→ Extract
>>>

Two years have passed since the Fukushima Dai-ichi nuclear power plant disaster and international interest in its impact is beginning to wane. However, that impact continues to reverberate — and not only in global public debate about the future of nuclear energy. More than a hundred thousand people remain displaced by the accident, some having lost family, homes, possessions and even the desire to live.
Japan’s nuclear industry, regulators and government have a responsibility to explain clearly why science and technology could not minimize the risk and consequences of such an accident in a geologically vulnerable country such as Japan; why an unreasonably costly cleanup is being carried out in areas of low contamination, where negligible impact on public health is anticipated; and why no well-defined and operational waste-management system has been established.
The lessons learned may help not only to reduce the risk of future accidents, but also to facilitate recovery in areas around the world that have been contaminated by radioactive or other toxic substances.
Japan has a strong international reputation when it comes to managing natural disasters. However, the “perfect storm” of the largest earthquake and tsunami since industrialization, and the resulting meltdown of three reactor cores at the Fukushima Dai-ichi plant, went beyond any scenario previously envisaged.
Japan’s national government and local communities had no emergency plan for the situation that they faced in the contaminated areas, resulting in ad hoc responses marked by inefficiency and poor communication, particularly with regard to radiological risk.
Despite such problems, effective measures were implemented to evacuate those at risk and limit the potential hazard from consumption of contaminated foodstuffs. Local communities initiated immediate decontamination of sensitive areas outside evacuated zones (for example, kindergartens and schools), in parallel with efforts by the Japan Atomic Energy Agency (JAEA) to develop the technology for remediation within these zones.
The resulting demonstration projects established a base of knowledge to support more effective planning and implementation of stepwise regional remediation in terms of site characterization, cleanup technology and temporary waste management.
Adequate planning is particularly important because remediation on so large a scale — and in a densely populated area with such complex topography and land use — has never been attempted before. With a view to building local understanding and providing information to the international community, the output of this work is being summarized in a user-friendly, Web-based communication platform that is now being developed.

<<<

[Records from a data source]
>>>

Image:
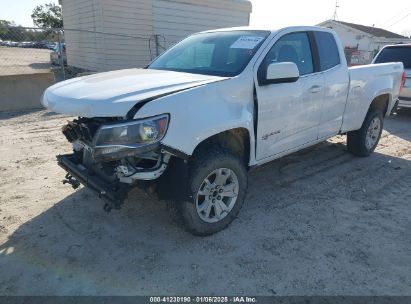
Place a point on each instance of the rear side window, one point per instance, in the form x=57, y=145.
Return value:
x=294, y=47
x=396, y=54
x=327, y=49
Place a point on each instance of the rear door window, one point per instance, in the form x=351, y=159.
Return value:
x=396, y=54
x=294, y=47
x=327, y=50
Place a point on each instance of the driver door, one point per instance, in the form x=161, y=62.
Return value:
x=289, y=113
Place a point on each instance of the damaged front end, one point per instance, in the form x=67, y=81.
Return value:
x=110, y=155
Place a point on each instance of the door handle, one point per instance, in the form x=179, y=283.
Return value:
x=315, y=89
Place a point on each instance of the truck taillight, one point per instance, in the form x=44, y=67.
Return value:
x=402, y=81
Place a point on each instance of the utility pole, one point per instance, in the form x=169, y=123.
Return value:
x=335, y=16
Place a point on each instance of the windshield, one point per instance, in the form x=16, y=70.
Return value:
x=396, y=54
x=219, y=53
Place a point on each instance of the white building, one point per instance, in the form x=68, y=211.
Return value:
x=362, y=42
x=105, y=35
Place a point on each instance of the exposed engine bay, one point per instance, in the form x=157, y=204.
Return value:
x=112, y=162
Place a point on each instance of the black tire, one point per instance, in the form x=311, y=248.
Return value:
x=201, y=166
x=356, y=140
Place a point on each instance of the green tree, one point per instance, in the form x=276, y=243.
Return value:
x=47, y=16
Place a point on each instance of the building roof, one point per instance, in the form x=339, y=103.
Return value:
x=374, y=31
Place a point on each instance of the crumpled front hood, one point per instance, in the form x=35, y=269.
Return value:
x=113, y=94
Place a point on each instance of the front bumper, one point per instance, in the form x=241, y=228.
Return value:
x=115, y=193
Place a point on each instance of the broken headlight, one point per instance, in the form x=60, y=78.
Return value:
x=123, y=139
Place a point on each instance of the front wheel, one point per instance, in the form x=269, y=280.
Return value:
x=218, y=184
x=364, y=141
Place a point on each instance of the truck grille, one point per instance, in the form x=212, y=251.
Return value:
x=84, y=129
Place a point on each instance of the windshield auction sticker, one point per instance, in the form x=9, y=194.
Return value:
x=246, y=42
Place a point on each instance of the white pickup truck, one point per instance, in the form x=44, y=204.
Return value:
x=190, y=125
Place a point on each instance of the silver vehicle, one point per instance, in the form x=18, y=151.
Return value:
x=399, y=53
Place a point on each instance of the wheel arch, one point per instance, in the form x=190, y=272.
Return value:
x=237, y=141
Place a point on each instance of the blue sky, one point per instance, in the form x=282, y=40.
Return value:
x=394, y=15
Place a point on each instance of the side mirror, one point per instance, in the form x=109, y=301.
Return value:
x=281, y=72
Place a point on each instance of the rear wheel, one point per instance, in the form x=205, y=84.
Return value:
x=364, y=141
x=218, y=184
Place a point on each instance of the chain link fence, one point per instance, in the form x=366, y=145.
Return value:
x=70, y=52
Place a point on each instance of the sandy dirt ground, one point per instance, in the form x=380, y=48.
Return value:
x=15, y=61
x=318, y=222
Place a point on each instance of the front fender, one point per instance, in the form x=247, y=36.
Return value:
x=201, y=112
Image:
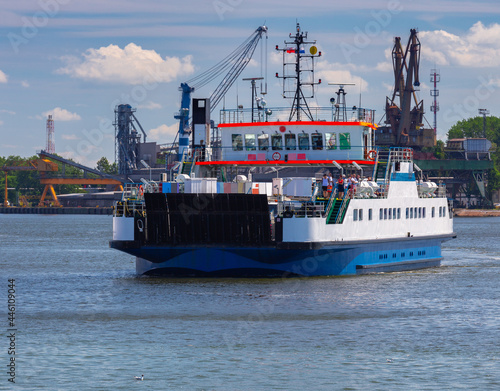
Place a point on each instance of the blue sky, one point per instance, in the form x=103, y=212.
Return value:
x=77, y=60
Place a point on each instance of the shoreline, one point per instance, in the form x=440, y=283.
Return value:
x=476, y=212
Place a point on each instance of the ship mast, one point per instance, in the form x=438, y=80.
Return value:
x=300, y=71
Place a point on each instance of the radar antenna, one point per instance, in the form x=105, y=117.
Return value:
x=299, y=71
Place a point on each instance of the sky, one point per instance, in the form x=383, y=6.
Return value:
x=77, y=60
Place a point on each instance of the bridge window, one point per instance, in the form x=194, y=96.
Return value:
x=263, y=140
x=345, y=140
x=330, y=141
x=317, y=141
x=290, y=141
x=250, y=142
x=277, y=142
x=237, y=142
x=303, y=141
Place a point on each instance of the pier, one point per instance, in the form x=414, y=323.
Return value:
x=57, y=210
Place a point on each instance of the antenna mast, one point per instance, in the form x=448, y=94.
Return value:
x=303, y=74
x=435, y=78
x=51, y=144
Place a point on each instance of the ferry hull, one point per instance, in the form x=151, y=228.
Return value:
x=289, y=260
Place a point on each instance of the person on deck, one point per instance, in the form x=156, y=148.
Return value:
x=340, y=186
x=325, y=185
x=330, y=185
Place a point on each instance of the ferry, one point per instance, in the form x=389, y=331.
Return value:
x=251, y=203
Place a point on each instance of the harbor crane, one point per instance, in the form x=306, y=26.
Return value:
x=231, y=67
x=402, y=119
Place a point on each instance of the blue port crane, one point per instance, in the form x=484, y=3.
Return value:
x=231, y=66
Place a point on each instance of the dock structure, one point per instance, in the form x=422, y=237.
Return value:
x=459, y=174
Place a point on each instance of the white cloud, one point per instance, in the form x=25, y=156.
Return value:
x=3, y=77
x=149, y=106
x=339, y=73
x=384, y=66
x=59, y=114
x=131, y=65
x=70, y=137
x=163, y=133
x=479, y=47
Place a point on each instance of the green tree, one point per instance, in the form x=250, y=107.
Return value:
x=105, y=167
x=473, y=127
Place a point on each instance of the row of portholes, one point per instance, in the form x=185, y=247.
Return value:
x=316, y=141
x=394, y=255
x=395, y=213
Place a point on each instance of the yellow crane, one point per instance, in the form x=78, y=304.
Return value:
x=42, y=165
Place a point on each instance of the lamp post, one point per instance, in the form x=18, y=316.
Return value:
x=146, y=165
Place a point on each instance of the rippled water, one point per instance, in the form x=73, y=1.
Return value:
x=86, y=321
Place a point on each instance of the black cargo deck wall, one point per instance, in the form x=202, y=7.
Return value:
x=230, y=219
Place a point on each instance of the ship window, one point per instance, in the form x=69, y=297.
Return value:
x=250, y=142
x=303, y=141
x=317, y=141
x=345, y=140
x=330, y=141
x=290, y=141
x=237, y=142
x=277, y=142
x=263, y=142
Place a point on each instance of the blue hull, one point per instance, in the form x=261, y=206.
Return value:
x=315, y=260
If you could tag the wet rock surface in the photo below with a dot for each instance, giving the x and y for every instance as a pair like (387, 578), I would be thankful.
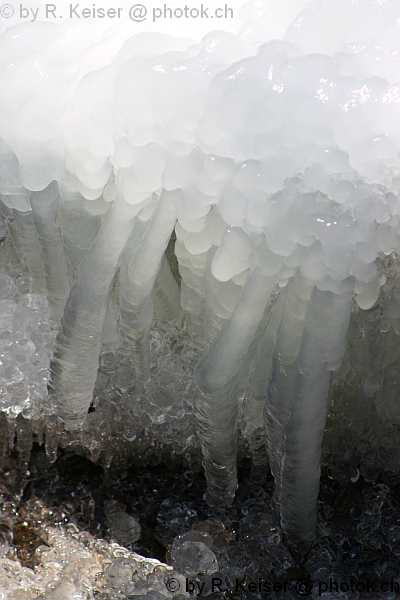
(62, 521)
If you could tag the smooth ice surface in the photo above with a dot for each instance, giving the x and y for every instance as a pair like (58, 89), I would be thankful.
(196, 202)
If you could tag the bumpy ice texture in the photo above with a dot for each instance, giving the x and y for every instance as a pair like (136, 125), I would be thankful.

<<<

→ Assignment 1
Copy a section of the passage on Fukushima word for word. Begin at the words "The resulting demonstration" and stop after "now being developed.".
→ Assignment 2
In the passage on Fukushima, which agency worked to develop the technology for remediation within the evacuated zones?
→ Assignment 3
List everything that the passage on Fukushima says some of the displaced people lost.

→ Answer space 1
The resulting demonstration projects established a base of knowledge to support more effective planning and implementation of stepwise regional remediation in terms of site characterization, cleanup technology and temporary waste management.
Adequate planning is particularly important because remediation on so large a scale — and in a densely populated area with such complex topography and land use — has never been attempted before. With a view to building local understanding and providing information to the international community, the output of this work is being summarized in a user-friendly, Web-based communication platform that is now being developed.

→ Answer space 2
The Japan Atomic Energy Agency (JAEA).

→ Answer space 3
Family, homes, possessions and even the desire to live.